[Start of DOCUMENT SECTION]

Christian Formation - Part of St. Mark Venice 1846 by John RuskenThe Faith of Generations

By Ben Menghini
Director of Children, Youth, and Family Ministry

Greetings First Presbyterians,

After the rush of Christmas and New Year’s, you might think that it is time for a break, but the Christian Education Committee is plotting new ways to be busy in 2019. We’re putting it all on the table, from the youth ski trip and special children’s classes to mission and interfaith excursions and youth-led worship. The scope of our focus on children, youth, and families is so wide that we have asked all committees and members of the church to commit some of their vitality toward this mission.

“Legacy” is an important idea for a congregation that is committing its full focus and energy to reach children, youth, and families. As we make decisions we attempt to be aware of how the outcomes will affect the future of this congregation. What can we leave for the next generation, how can we equip them and leave them the resources to continue our tradition of faith? These are old questions that have defined the church for the better parts of its 2,000-year history. The questions of what an older generation passes on to the younger generation, and how, is a part of how we define what the church is itself. What stories do we tell our younger generations about who we are?

[End of DOCUMENT SECTION]
[Start of INPUT ROWS]

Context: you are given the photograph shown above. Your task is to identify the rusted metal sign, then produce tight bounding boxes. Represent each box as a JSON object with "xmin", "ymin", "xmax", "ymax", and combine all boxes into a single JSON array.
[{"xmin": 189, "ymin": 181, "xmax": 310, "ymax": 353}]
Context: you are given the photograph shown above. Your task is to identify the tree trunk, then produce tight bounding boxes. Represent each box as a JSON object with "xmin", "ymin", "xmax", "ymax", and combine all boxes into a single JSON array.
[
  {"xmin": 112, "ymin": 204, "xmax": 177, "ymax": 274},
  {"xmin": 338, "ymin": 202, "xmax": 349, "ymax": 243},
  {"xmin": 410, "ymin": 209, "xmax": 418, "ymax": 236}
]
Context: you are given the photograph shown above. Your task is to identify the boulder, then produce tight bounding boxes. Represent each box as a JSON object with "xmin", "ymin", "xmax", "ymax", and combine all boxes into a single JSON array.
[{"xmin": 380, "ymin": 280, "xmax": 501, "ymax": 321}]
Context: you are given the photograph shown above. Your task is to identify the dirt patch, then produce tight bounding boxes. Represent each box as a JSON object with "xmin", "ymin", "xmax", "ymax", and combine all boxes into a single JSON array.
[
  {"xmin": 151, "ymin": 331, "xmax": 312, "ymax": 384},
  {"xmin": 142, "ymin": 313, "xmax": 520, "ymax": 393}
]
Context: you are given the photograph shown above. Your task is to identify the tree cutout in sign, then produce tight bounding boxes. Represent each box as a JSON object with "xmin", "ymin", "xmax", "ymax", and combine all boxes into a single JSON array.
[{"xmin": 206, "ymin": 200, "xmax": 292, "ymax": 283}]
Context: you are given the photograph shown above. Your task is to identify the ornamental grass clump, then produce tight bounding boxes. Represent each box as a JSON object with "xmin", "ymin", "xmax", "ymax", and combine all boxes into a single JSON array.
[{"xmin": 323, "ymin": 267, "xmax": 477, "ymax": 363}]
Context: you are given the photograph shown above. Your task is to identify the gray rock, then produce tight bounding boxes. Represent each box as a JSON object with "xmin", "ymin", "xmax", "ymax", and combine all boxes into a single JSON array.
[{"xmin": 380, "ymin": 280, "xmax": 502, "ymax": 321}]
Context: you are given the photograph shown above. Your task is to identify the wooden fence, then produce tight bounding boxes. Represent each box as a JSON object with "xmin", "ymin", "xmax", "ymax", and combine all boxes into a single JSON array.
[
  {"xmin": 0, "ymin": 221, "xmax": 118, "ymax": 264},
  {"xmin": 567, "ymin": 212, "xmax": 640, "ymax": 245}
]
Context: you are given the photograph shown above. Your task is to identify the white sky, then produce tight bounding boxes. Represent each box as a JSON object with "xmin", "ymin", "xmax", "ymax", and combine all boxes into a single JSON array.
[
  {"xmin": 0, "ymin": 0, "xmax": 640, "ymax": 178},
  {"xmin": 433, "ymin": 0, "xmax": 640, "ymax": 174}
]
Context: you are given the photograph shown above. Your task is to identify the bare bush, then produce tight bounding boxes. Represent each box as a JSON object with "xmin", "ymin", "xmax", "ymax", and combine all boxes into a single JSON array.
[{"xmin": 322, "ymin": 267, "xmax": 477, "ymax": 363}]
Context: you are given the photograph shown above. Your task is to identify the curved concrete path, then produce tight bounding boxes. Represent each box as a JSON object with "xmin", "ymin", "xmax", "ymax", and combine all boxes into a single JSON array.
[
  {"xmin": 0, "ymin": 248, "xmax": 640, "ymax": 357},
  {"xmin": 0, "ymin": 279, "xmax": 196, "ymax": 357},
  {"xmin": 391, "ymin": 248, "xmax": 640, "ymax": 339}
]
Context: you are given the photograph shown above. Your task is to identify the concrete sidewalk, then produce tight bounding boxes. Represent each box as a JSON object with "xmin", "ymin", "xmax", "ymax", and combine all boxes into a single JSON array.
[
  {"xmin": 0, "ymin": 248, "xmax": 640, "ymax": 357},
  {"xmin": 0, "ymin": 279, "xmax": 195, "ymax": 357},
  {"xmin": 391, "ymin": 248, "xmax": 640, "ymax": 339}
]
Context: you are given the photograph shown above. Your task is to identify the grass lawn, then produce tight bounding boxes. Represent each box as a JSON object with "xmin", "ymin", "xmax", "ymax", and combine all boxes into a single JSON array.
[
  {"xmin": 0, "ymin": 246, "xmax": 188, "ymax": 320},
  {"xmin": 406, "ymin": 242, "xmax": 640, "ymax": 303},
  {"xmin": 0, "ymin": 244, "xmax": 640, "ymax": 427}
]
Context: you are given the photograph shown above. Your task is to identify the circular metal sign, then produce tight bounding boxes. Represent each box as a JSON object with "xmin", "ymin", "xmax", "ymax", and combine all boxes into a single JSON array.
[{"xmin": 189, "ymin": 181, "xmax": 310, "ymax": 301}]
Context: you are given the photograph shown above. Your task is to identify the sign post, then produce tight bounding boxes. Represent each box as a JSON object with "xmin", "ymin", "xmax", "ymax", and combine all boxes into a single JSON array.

[End of INPUT ROWS]

BRIEF 1:
Reproduce the newsletter article between "After the rush" and "toward this mission.", inclusive.
BRIEF 2:
How many lines in the rows contain the string "grass"? Reply with the number only.
The newsletter article and the rows have no connection to each other.

WRITTEN ANSWER 1:
After the rush of Christmas and New Year’s, you might think that it is time for a break, but the Christian Education Committee is plotting new ways to be busy in 2019. We’re putting it all on the table, from the youth ski trip and special children’s classes to mission and interfaith excursions and youth-led worship. The scope of our focus on children, youth, and families is so wide that we have asked all committees and members of the church to commit some of their vitality toward this mission.

WRITTEN ANSWER 2:
2